Exercise instructions:
Condense the paragraph beginning "The pipeline is driven by a stack DAG" from the pipeline documentation into a short bulleted list that keeps its main facts.

Supplied text:
Full diagram set: docs/c4-diagrams.md.

ArgoCD is optional for local dev. In production, ArgoCD syncs the Helm chart per team via ApplicationSet. See ArgoCD + Tekton architecture guide and argocd/applicationset.yaml.


DAG, baggage, and intercepts

The pipeline is driven by a stack DAG (directed acyclic graph): apps are nodes, downstream edges define who calls whom. Three propagation roles for the session header/baggage: originator (entry app, sets header), forwarder (middle, accepts and forwards), terminal (leaf, accepts only). On a PR run, only the changed app is built; intercepts route header-matching traffic to the PR pod. Full explanation: docs/DAG-AND-PROPAGATION.md.


Build images

Dedicated build images (one per tool) eliminate in-pod tool installation:

Image Base Contents
tekton-dag-build-node node:22-slim Node 22 + npm + jq
tekton-dag-build-maven maven:3.9-eclipse-temurin-21 JDK 21 + Maven + jq
tekton-dag-build-gradle eclipse-temurin:21-jdk JDK 21 + jq (apps use ./gradlew)
tekton-dag-build-python python:3.12-slim Python 3.12 + pip + jq
tekton-dag-build-php php:8.3-cli PHP 8.3 + Composer + zip ext + jq
tekton-dag-build-mirrord bitnami/kubectl:latest mirrord CLI + jq + socat
tekton-dag-orchestrator python:3.12-slim Flask orchestration service
./scripts/publish-build-images.sh          # compile images
./scripts/publish-orchestrator-image.sh    # orchestrator image

Baggage libraries

Standalone middleware extracted into publishable libraries under libs/. Apps consume these as dependencies.

(Rows from a dataset)
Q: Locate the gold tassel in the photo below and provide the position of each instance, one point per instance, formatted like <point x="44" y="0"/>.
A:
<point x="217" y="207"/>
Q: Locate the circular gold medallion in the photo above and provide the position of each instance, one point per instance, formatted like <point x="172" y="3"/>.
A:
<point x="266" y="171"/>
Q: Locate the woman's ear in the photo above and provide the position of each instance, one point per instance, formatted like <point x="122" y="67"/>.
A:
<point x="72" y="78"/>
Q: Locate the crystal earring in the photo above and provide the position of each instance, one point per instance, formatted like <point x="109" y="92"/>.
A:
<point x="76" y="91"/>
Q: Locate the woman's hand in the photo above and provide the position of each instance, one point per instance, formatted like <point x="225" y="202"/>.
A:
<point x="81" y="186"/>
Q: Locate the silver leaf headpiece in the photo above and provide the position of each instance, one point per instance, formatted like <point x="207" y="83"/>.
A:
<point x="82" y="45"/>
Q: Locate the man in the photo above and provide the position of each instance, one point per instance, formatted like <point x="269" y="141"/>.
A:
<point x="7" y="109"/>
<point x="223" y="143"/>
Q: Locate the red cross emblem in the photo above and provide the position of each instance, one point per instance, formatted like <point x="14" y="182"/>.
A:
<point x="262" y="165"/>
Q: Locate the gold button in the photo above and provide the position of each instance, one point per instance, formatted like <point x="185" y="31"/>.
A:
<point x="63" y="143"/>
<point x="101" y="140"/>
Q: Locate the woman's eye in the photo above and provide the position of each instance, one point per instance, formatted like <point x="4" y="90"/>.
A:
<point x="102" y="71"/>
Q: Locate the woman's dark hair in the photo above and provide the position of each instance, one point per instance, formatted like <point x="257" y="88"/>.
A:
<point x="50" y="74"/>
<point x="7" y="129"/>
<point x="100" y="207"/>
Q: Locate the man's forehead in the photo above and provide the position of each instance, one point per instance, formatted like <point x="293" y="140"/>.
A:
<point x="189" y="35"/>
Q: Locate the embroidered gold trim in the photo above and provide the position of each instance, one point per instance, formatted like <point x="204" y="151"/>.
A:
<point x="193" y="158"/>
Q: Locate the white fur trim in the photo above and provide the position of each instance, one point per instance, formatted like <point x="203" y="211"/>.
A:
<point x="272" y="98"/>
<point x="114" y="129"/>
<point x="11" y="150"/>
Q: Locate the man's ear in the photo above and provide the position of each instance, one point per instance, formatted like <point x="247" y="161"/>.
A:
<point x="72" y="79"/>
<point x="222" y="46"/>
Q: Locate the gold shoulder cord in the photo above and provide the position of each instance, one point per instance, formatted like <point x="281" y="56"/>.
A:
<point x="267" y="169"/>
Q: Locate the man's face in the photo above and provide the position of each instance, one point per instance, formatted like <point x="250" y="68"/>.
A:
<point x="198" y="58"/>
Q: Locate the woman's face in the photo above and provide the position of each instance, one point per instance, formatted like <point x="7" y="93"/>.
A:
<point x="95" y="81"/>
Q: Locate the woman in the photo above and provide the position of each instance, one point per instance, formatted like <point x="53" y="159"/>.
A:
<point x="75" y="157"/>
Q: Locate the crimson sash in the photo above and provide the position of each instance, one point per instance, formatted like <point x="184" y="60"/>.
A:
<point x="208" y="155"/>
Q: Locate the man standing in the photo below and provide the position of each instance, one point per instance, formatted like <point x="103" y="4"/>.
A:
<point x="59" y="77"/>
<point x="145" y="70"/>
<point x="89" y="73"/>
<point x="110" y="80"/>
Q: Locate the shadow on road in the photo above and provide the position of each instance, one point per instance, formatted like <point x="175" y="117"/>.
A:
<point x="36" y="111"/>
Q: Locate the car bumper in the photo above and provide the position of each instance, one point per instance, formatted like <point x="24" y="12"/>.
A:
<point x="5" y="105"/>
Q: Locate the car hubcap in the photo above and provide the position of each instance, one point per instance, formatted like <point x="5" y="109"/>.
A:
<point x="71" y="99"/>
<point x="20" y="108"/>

Response to this exercise:
- A stack DAG (directed acyclic graph) drives the pipeline. Apps are nodes, and downstream edges define which app calls which.
- The session header/baggage has three propagation roles:
  - Originator: the entry app, which sets the header.
  - Forwarder: a middle app, which accepts and forwards it.
  - Terminal: a leaf app, which only accepts it.
- On a PR run, only the changed app is built.
- Intercepts route header-matching traffic to the PR pod.
- The full explanation is in docs/DAG-AND-PROPAGATION.md.